#### Data records
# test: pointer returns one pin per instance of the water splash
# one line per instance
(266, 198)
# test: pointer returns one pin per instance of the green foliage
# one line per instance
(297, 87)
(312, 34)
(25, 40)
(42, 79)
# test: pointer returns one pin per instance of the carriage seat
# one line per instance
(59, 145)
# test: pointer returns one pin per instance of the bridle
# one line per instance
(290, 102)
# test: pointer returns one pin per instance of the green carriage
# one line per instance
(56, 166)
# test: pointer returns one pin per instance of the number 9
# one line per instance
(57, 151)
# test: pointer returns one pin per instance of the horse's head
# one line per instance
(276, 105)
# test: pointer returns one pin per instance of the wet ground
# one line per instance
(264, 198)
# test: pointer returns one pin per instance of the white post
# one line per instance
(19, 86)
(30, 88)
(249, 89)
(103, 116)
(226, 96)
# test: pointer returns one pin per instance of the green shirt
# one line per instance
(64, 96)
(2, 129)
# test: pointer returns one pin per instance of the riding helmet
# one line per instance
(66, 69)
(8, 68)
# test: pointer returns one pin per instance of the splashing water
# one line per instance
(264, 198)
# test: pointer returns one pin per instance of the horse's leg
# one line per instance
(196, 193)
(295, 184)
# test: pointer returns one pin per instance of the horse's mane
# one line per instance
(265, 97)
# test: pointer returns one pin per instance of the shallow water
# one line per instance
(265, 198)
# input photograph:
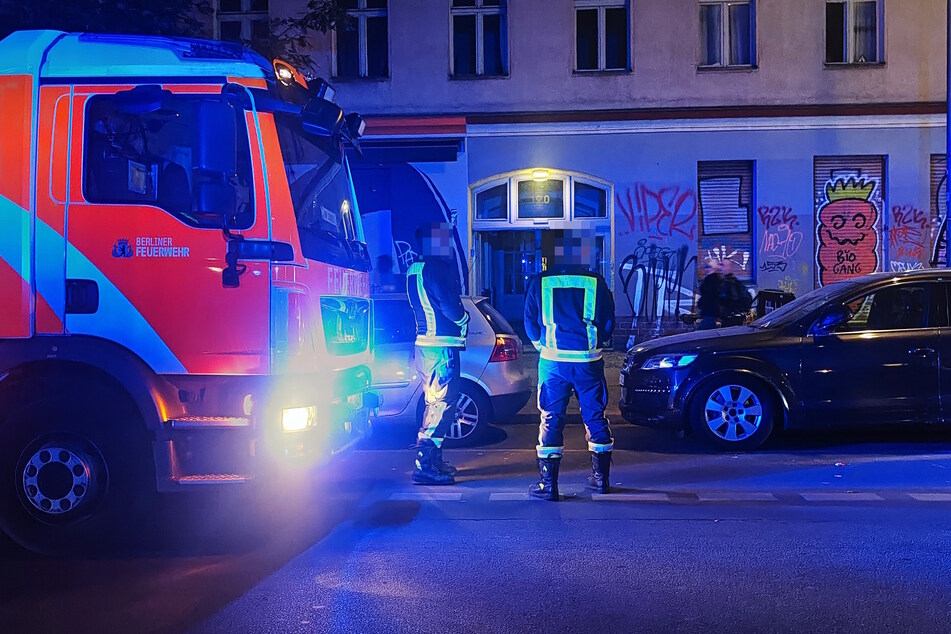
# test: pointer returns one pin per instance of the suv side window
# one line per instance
(187, 154)
(896, 307)
(393, 321)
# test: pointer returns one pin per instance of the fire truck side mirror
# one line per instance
(322, 118)
(240, 248)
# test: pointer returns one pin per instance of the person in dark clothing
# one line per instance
(709, 303)
(432, 284)
(569, 317)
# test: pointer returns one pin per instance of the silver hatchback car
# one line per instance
(495, 380)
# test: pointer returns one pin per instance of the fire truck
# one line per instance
(184, 292)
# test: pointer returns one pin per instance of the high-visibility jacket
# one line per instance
(434, 293)
(569, 314)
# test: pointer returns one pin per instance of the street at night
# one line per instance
(843, 531)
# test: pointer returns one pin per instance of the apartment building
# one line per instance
(798, 142)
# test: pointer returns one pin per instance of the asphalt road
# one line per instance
(845, 531)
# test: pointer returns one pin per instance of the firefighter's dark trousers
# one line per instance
(439, 372)
(556, 380)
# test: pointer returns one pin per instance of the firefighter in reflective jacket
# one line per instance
(432, 284)
(569, 316)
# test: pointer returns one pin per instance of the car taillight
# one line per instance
(506, 349)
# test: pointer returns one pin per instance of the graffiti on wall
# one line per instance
(909, 237)
(658, 213)
(849, 216)
(653, 279)
(781, 239)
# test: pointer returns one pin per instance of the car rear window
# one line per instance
(499, 325)
(393, 321)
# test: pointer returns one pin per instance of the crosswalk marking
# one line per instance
(737, 497)
(931, 497)
(674, 496)
(427, 496)
(631, 497)
(841, 497)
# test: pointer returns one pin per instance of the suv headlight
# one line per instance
(669, 360)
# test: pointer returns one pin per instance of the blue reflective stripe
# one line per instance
(599, 448)
(15, 244)
(116, 320)
(549, 452)
(416, 270)
(578, 356)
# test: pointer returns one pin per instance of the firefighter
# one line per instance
(569, 317)
(432, 283)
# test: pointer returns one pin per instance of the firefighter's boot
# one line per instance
(441, 465)
(599, 481)
(426, 471)
(547, 487)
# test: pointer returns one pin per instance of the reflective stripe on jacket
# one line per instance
(432, 285)
(569, 315)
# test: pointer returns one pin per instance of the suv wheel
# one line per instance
(733, 412)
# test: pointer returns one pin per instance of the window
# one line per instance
(191, 158)
(601, 35)
(479, 38)
(899, 307)
(243, 21)
(322, 197)
(727, 34)
(590, 201)
(530, 198)
(854, 33)
(361, 43)
(541, 199)
(726, 203)
(493, 203)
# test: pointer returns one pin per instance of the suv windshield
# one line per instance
(789, 313)
(321, 194)
(499, 325)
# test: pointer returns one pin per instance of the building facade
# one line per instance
(797, 142)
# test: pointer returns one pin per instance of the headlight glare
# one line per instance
(669, 360)
(298, 418)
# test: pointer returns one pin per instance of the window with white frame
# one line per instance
(854, 32)
(479, 38)
(243, 21)
(538, 196)
(727, 34)
(361, 42)
(601, 35)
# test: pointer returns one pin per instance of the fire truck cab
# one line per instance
(183, 276)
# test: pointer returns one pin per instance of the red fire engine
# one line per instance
(183, 276)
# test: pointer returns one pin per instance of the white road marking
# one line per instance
(737, 497)
(428, 496)
(841, 497)
(931, 497)
(631, 497)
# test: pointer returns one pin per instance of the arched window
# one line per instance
(536, 197)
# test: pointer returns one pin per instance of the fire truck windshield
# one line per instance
(320, 191)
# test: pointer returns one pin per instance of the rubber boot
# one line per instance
(425, 471)
(547, 487)
(441, 465)
(599, 480)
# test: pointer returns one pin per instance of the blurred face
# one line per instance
(439, 241)
(576, 248)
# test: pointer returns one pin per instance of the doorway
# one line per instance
(508, 260)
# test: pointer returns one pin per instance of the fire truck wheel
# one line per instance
(78, 472)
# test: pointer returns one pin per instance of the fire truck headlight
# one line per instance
(298, 418)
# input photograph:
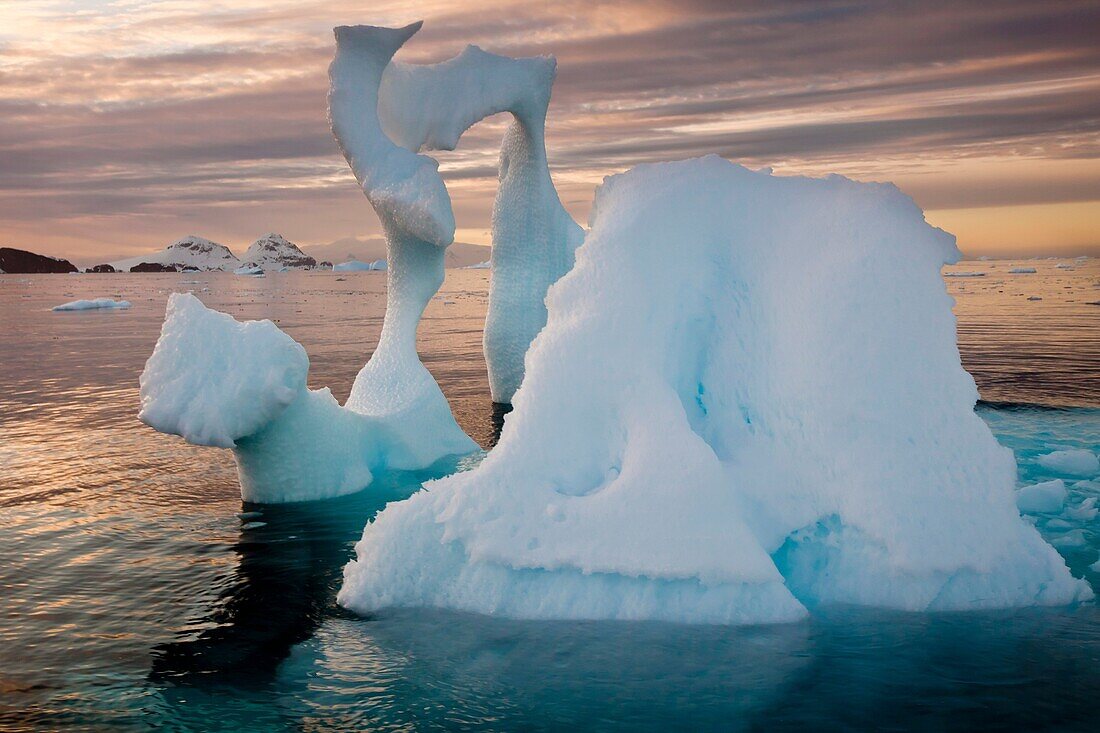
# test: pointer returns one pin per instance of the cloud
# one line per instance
(121, 116)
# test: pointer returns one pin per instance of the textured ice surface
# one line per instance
(747, 402)
(383, 112)
(274, 252)
(242, 385)
(1071, 462)
(92, 305)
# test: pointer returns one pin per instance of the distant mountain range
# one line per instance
(271, 252)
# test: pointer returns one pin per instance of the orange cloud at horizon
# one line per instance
(128, 126)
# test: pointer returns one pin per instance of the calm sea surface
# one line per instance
(132, 597)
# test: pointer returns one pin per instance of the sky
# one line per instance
(125, 124)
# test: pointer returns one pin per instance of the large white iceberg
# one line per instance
(242, 385)
(747, 402)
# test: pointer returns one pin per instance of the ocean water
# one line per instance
(133, 595)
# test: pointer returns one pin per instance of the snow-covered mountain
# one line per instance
(189, 252)
(274, 252)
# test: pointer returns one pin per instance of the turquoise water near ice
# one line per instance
(133, 595)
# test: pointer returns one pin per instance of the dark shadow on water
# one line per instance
(288, 571)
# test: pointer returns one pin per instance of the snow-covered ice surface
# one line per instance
(273, 253)
(383, 112)
(92, 304)
(1076, 461)
(216, 381)
(722, 437)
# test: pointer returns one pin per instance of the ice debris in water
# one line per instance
(1071, 462)
(242, 385)
(725, 437)
(92, 305)
(1045, 498)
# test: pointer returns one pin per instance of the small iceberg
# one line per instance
(95, 304)
(1046, 498)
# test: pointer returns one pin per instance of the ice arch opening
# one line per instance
(383, 113)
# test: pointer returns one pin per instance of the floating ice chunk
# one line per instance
(383, 112)
(212, 380)
(1084, 512)
(242, 385)
(1071, 462)
(1045, 498)
(725, 437)
(1070, 539)
(92, 305)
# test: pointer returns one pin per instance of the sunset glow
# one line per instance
(128, 123)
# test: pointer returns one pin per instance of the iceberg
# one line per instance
(1045, 498)
(95, 304)
(383, 113)
(722, 437)
(355, 265)
(215, 381)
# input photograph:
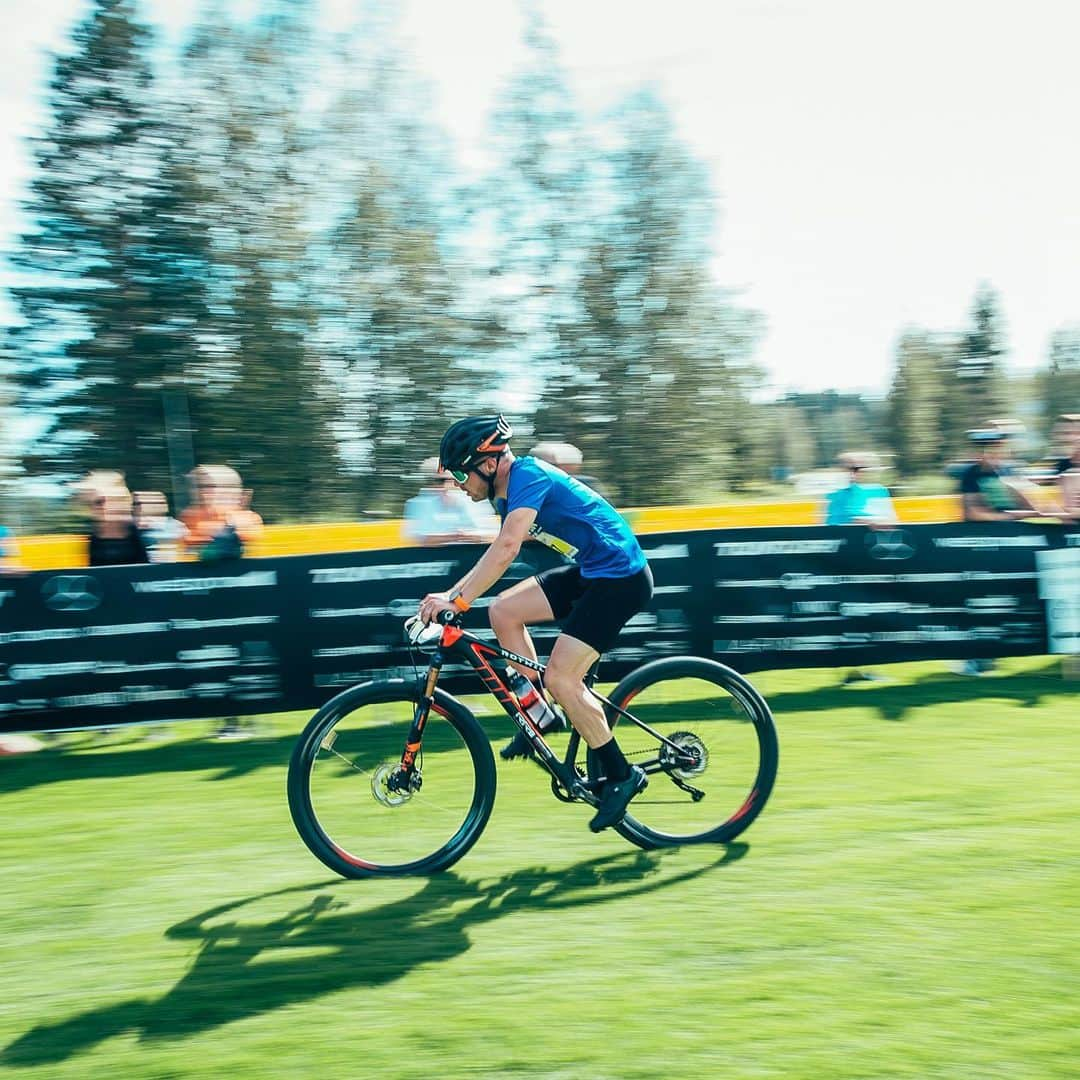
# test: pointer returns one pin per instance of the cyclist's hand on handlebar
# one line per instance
(434, 603)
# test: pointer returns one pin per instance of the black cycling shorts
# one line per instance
(594, 609)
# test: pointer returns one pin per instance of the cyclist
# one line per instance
(607, 583)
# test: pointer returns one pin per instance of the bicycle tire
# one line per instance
(706, 702)
(375, 717)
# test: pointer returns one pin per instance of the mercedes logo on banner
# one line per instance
(71, 592)
(890, 544)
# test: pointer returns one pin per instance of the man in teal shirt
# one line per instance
(859, 502)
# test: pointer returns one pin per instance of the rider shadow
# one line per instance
(323, 945)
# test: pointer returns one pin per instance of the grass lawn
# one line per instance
(906, 906)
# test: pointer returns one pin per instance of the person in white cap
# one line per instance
(442, 514)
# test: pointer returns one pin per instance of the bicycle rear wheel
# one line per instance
(718, 784)
(338, 792)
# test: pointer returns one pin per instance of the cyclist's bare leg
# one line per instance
(569, 663)
(510, 612)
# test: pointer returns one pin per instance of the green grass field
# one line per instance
(906, 906)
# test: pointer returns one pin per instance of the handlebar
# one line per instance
(420, 633)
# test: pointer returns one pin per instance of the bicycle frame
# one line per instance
(457, 643)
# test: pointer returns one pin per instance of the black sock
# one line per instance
(612, 760)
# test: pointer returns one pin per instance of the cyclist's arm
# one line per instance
(495, 562)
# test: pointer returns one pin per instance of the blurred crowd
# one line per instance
(131, 527)
(127, 527)
(994, 483)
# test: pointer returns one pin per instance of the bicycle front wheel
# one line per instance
(716, 783)
(353, 820)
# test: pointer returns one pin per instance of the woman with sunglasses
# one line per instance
(606, 582)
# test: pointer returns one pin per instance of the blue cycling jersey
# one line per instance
(572, 520)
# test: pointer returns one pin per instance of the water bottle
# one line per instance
(531, 700)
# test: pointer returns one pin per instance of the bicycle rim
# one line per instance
(716, 715)
(346, 808)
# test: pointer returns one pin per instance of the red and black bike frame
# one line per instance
(458, 644)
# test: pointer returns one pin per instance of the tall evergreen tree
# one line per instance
(110, 292)
(975, 389)
(1060, 382)
(915, 402)
(539, 203)
(257, 392)
(396, 324)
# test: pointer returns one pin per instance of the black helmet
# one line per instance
(470, 441)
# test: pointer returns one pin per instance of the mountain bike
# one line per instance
(396, 775)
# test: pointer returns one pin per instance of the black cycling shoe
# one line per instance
(616, 797)
(520, 745)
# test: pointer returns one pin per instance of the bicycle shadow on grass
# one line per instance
(325, 944)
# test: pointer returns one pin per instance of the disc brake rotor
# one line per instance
(689, 746)
(389, 794)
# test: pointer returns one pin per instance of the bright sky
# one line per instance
(874, 161)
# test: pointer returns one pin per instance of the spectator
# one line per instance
(1067, 468)
(161, 534)
(442, 513)
(220, 523)
(10, 565)
(989, 488)
(859, 502)
(567, 457)
(113, 538)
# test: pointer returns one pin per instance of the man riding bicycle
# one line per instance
(595, 596)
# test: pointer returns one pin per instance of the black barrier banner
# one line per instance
(99, 647)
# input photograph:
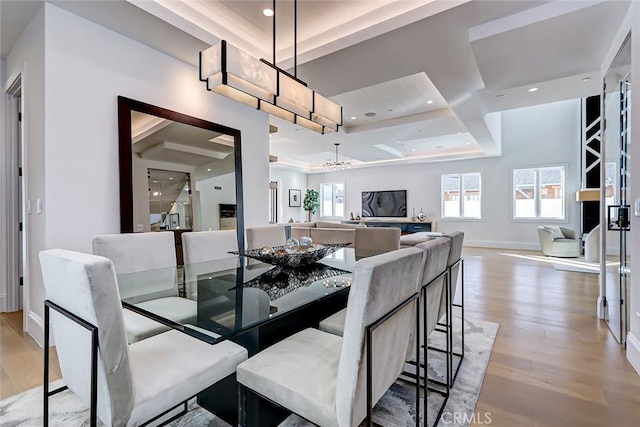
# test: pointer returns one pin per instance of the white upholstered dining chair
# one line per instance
(139, 252)
(323, 377)
(124, 385)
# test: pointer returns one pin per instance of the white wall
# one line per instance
(210, 198)
(633, 339)
(3, 196)
(27, 58)
(289, 180)
(535, 136)
(85, 67)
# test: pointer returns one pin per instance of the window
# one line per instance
(538, 193)
(461, 195)
(332, 199)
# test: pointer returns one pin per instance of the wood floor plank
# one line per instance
(554, 364)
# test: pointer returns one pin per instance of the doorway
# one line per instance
(617, 101)
(13, 215)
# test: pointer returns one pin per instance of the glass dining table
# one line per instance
(243, 300)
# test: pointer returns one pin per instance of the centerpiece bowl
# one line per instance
(288, 257)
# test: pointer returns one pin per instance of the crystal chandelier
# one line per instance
(336, 164)
(260, 84)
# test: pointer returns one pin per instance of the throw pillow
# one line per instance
(555, 231)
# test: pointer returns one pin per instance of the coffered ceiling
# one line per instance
(418, 80)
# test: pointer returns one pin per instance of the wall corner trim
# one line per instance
(35, 328)
(633, 351)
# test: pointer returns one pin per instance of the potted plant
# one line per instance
(311, 203)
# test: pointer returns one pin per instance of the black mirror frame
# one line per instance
(125, 107)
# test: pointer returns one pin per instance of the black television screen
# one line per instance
(384, 203)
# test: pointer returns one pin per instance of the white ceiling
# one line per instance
(473, 59)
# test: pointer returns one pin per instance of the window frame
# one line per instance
(538, 192)
(462, 216)
(333, 199)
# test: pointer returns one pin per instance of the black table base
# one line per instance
(222, 398)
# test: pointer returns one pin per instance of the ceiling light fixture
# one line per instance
(262, 85)
(336, 164)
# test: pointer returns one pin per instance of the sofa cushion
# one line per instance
(555, 231)
(327, 224)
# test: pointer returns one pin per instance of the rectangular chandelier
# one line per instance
(235, 74)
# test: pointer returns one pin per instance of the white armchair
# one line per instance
(137, 252)
(592, 245)
(124, 385)
(323, 377)
(558, 241)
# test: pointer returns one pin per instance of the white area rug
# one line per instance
(396, 408)
(579, 265)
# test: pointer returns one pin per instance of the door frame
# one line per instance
(10, 216)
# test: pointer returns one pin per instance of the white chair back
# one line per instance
(203, 246)
(268, 235)
(380, 283)
(455, 253)
(86, 286)
(136, 252)
(437, 252)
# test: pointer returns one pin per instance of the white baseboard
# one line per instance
(35, 328)
(530, 246)
(633, 351)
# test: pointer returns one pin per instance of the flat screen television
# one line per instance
(384, 203)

#### The task
For this exercise, return every line from the data that holds the string "grass".

#### Solved exercise
# test: pointer returns one pin per instance of the grass lawn
# test: pointer returns one pin per instance of the green grass field
# test: pointer returns one pin per instance of the bicycle shadow on grass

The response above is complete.